** SELECTED PASSAGE **
== Segment start ==
BkRev # 1769. Mistakes Were Made (but not by me): Why We Justify Foolish Beliefs, Bad Decisions, and Hurtful Acts. (2015). Carol Tavris and Elliot Aronson. New York: Mariner Books. 378 pp. $15.95. ISBN 978-0-544-57478-6
Caolfionn B. Yenney
University of Minnesota Twin Cities
Academic advisors regularly assist students in identifying and working through unwise choices. What makes these conversations difficult is that students often have a long list of reasons why the poor choice was not their fault and usually how it will never happen again. To advisors, this can feel like students are actively ignoring their mistake, making excuses, and refusing ownership. Tavris and Aronson’s book, Mistakes Were Made, illustrated that at the heart of situations like these is the powerful and complex concept of self-justification.
Self-justification is defined as “the impulse to justify ourselves and avoid taking responsibility for actions that turn out to be harmful, immoral, or stupid” (Tavris & Aronson, 2015, p. 2). This phenomenon protects individuals from cognitive dissonance and maintains the positive self-image that most hold of themselves. The first half of the text discussed the complicated psychology of self-justification including its relationship to relieving cognitive dissonance, its connection to behavioral blind spots created by pride or bias, and the untrustworthiness and malleability of memory. These chapters provided a fascinating discussion of the nuanced ways people use self-justification as a subconscious protective mechanism. The authors also provided real-life examples of self-justification across a myriad of contexts including politics, medicine, war, law, and marriage to illustrate the ways in which self-justification functions on a daily basis.
In the final chapter of their text, Tavris and Aronson (2015) discussed ways in which individuals can identify and lessen self-justification in their own lives. Self-awareness is vital in this process. Individuals must work at being able to identifying biases and dissonant thoughts not only in others, but in themselves. This level of mindfulness requires a commitment to sustain “self-reflective struggle” (p. 304). Beyond mindfulness, individuals must also break the strong connections between mistakes and self-worth, particularly dominant in American culture. These strong connections make individuals feel as though admitting errors or wrong-doings makes them unintelligent or less-than. While individuals are often quick to respect when others acknowledge mistakes and realize that it does not impact the worth of their friends, relatives, or co-workers, individuals are much less likely to give themselves the same grace. Therefore, self-compassion is the final necessary trait for lessoning self-justification. Tavris and Aronson remind readers that, “something we did can be separated from who we are and who we want to be. Our past selves need not be a blueprint for our future selves” (p. 308).
== Segment end ==
** SUPPLIED ENTRIES **
== Segment start ==
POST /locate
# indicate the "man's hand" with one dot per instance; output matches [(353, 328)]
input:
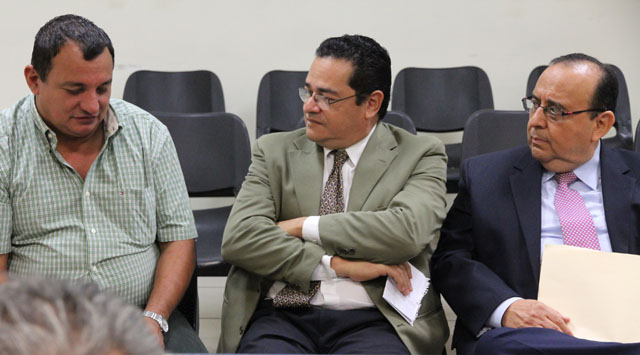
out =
[(155, 329), (364, 271), (292, 227), (533, 313)]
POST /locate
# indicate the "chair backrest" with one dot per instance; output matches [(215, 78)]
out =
[(636, 140), (441, 100), (488, 131), (624, 130), (190, 91), (533, 78), (213, 149), (400, 119), (189, 305), (279, 106)]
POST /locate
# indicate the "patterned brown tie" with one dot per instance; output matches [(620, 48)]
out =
[(292, 296)]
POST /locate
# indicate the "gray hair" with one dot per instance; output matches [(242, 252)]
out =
[(40, 316)]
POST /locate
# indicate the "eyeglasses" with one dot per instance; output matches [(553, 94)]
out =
[(323, 101), (554, 113)]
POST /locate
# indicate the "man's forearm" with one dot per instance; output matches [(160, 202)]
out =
[(4, 261), (173, 274)]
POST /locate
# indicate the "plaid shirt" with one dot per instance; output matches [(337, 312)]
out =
[(104, 228)]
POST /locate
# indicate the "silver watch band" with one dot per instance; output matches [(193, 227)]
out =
[(158, 318)]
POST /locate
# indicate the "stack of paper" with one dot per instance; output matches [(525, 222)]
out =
[(407, 306)]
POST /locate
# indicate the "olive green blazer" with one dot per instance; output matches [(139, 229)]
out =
[(395, 209)]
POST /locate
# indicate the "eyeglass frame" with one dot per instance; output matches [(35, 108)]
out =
[(306, 94), (553, 117)]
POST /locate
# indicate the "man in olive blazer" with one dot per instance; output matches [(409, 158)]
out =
[(395, 208)]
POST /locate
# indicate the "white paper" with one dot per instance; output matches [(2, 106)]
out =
[(407, 306), (598, 291)]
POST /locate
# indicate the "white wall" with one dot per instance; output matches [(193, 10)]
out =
[(242, 40)]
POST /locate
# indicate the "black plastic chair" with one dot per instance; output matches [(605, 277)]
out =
[(189, 91), (441, 100), (214, 153), (636, 144), (189, 305), (400, 119), (279, 106), (624, 131), (489, 131)]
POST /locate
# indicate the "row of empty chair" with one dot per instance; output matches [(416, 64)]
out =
[(423, 100), (214, 149)]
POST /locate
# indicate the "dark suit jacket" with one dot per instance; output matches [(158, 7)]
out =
[(489, 247), (396, 205)]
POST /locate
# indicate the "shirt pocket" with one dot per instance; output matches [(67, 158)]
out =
[(130, 214)]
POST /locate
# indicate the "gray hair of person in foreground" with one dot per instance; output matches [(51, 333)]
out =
[(41, 316)]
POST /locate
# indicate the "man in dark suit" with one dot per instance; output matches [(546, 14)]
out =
[(327, 212), (487, 263)]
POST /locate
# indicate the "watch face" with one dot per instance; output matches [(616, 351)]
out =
[(164, 325), (158, 318)]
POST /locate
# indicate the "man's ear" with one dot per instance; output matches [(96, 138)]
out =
[(373, 103), (33, 79), (602, 124)]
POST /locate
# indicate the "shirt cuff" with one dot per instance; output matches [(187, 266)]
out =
[(495, 320), (324, 271), (311, 229)]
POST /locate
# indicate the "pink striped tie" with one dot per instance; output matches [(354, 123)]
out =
[(576, 221)]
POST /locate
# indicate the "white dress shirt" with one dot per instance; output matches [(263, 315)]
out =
[(590, 188), (335, 292)]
== Segment end ==
** WORK INSTRUCTIONS **
**A.** In the book review, what trait is named as the final one needed to lessen self-justification?
**B.** Go on with the book review of Mistakes Were Made, picking up after its last sentence.

** ANSWERS TO EACH TASK **
**A.** Self-compassion.

**B.**
Although redundant at various points, Mistakes Were Made is a valuable text for advisors for several reasons. The comprehensive overview of the psychological underpinnings of self-justification is helpful as a tool to better understand of the actions of students. This knowledge may assist advisors in framing the various difficult discussions they have with students about academic issues such as major selection, grades, and study skills. Additionally, the wide variety of examples provided in the text may help advisors realize the ways they are utilizing self-justification in harmful ways in their own lives. The call for mindfulness has the potential to make advisors better at their profession by bringing awareness to biases and dissonant thoughts. Finally, the need to separate mistakes from self-worth is vital. Understanding this distinction is important not only as advisors help students navigate the challenges of college and beyond, but also as advisors work treat themselves kindly in their personal and professional lives.